Selected passage:
^^^^^^^^

Thursday, May 26, 2016

Momo Mamas Bored With Dollar, Chasing New Scam Dogs

I'm dating myself.
The headline is a take off on the title of the year 2000 book by Wall Street Journalist John Emshwiller.

From Marc to Market:

The US dollar is trading with a softer bias today after the momentum stalled yesterday.  The pullback is shallow but could be extended a bit more in the North American session.  The US reports weekly jobless claims, durable goods orders and pending home sales.   However, the market already appeared to take on board that the US economy is rebounding strongly in Q2 and that the prospects of a Fed hike have increased, but a June/July hike is still not a done deal.    The next important step regarding market psychology is not today's data but tomorrow's speech by Yellen.  
Recall in that in March several regional Fed presidents talked up the prospects of a rate hike as early as April.  Yellen effectively closed the door on this line at her March speech in NY.  Dudley's comments last week, after the FOMC minutes, likely reflected the views of the Fed's leadership, and should be reiterated by the Chair.  
The interest rate adjustment has stalled alongside the greenback.  The August Fed funds futures contract, which offers the clearest view of a June or July hike has stalled at an implied yield of 55 bp or about a 72% chance.  As recently as May 16 the implied odds were closer to 20%.  The US two-year premium over Germany widened from 125 bp after the US employment figures on May 6 to 143 bp yesterday.

^^^^^^^^

Provided records:
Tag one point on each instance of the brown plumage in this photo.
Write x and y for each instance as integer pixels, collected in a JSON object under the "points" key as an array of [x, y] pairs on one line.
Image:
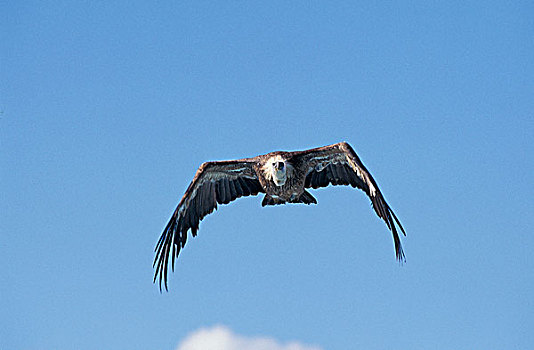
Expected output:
{"points": [[282, 176]]}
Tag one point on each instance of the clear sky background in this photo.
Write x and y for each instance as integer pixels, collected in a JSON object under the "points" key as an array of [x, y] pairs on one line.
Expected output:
{"points": [[107, 109]]}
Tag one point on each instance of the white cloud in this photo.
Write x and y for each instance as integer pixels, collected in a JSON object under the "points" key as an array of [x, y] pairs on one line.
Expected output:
{"points": [[222, 338]]}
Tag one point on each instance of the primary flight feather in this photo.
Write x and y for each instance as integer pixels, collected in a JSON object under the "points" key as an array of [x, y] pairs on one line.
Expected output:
{"points": [[282, 176]]}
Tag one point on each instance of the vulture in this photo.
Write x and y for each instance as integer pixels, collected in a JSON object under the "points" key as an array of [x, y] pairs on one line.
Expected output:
{"points": [[283, 177]]}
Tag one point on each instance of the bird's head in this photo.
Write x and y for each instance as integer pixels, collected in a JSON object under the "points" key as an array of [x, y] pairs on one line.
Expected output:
{"points": [[279, 166]]}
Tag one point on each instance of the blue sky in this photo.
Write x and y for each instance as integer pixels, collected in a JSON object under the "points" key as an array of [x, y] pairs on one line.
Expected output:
{"points": [[107, 110]]}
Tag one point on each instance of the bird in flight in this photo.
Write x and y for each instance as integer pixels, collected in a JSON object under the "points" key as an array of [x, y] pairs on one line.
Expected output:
{"points": [[283, 177]]}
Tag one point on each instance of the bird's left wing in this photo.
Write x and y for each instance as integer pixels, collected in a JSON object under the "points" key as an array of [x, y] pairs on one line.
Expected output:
{"points": [[338, 164], [214, 183]]}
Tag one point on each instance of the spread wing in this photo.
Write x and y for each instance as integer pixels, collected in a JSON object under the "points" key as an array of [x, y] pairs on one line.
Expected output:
{"points": [[214, 183], [339, 165]]}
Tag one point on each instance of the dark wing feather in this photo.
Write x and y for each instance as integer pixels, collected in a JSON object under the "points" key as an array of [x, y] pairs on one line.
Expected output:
{"points": [[339, 165], [214, 183]]}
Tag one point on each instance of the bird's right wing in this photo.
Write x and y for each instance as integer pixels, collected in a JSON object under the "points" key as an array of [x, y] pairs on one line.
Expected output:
{"points": [[214, 183]]}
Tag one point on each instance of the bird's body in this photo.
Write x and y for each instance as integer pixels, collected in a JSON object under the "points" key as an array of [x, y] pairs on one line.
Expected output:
{"points": [[282, 176]]}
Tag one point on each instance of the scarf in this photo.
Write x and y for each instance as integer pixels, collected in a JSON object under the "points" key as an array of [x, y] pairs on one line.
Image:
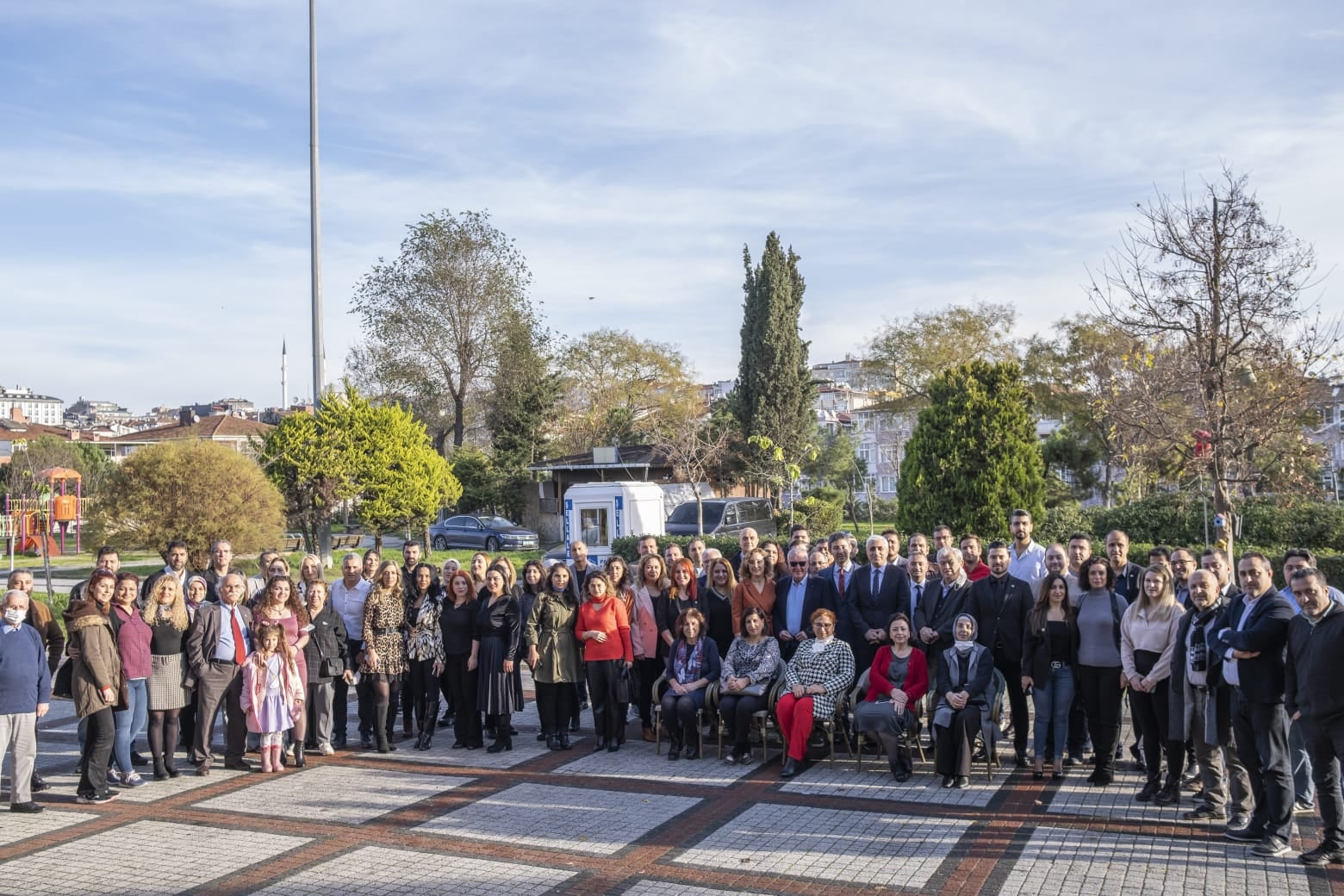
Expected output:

^^^^^^^^

Instructions:
1. Output the portion of the dollar commentary from "The headline is" to "speech by Yellen." verbatim.
2. Return the lines of the records from the line with "Tag one point on each instance of the bird in" through the end of the records, unchanged and without the pictures.

Answers by task:
1.
The headline is a take off on the title of the year 2000 book by Wall Street Journalist John Emshwiller.

From Marc to Market:

The US dollar is trading with a softer bias today after the momentum stalled yesterday.  The pullback is shallow but could be extended a bit more in the North American session.  The US reports weekly jobless claims, durable goods orders and pending home sales.   However, the market already appeared to take on board that the US economy is rebounding strongly in Q2 and that the prospects of a Fed hike have increased, but a June/July hike is still not a done deal.    The next important step regarding market psychology is not today's data but tomorrow's speech by Yellen.

2.
Tag one point on each instance of the bird in flight in this photo.
Write x and y for each instance as integer pixels, collected in a JSON object under the "points" key as an array of [x, y] pairs on one line.
Expected output:
{"points": [[283, 177]]}
Tag one point on each instance of the bird's left wing in this photo.
Write x and y for each instance as integer pixels, collected in a JSON object under the "points" key as an array of [x, y] pairs on one line.
Expected output:
{"points": [[338, 164], [214, 183]]}
Tag one point on each instance of the spread wing in this photo.
Write x and y for each instance as integer pixels, collected in a JSON object under the "points" key as an array of [x, y] pairs on one line.
Expected output:
{"points": [[214, 183], [339, 165]]}
Tag one point on each instance of the dark wing feather in this photo.
Write x and y for each instance as integer pixels, collected in a JSON object under the "points" key as an array of [x, y] pairs on one line.
Expected output:
{"points": [[339, 165], [214, 183]]}
Tag one point on each instance of the bird's right wing in this photo.
Write x and y for each instance as integer pixels, collected in a JSON object under the "points" key as an array of [x, y] pairs on one line.
Expected output:
{"points": [[214, 183]]}
Tag one point on each instance of the bird's body in this photo.
Write x and y for each instance as integer pixels, collected in a JSON object under the "points" key as an array of [x, y] pairs on one line.
Expected output:
{"points": [[282, 176]]}
Tag one point on each instance of the scarf in this photo.
Write x and y for each instance as integer pixels, collected in a JSON object under the "points" key as an array of [x, y] pairs on one line.
Image:
Expected output:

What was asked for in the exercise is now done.